Task to complete
Given the listing that follows, report all lines in which the string "side" occurs.

Provided material

=-=-=

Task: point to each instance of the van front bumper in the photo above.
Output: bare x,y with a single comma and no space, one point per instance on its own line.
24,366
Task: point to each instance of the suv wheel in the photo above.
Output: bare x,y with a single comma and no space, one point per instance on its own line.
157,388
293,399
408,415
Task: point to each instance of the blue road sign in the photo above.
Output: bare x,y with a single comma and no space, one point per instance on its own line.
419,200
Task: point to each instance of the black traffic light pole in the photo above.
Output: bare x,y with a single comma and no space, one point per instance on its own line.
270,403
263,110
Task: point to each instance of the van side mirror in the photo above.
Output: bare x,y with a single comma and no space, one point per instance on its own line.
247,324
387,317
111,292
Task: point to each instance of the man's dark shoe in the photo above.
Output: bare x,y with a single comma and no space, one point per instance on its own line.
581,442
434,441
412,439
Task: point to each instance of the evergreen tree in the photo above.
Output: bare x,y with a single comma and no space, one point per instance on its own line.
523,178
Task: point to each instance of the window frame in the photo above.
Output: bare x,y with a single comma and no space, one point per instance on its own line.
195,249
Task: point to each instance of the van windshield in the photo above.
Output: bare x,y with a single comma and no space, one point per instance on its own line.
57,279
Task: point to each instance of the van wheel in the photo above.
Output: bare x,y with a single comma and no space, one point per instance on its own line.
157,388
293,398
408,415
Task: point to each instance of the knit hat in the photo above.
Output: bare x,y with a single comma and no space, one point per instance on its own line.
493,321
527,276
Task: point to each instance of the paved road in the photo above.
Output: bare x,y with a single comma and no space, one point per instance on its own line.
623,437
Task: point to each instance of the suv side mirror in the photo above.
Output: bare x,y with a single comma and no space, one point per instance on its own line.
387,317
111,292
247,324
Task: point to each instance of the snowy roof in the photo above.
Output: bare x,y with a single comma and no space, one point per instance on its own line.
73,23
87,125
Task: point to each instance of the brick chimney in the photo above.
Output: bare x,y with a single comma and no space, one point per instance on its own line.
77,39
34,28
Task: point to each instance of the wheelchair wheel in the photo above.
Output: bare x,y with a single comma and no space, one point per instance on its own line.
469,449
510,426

=-=-=

Output for this exercise
Task: point to each instance of the van side mirror in the photo above.
Task: point to each instance of the suv side mirror in the photo above.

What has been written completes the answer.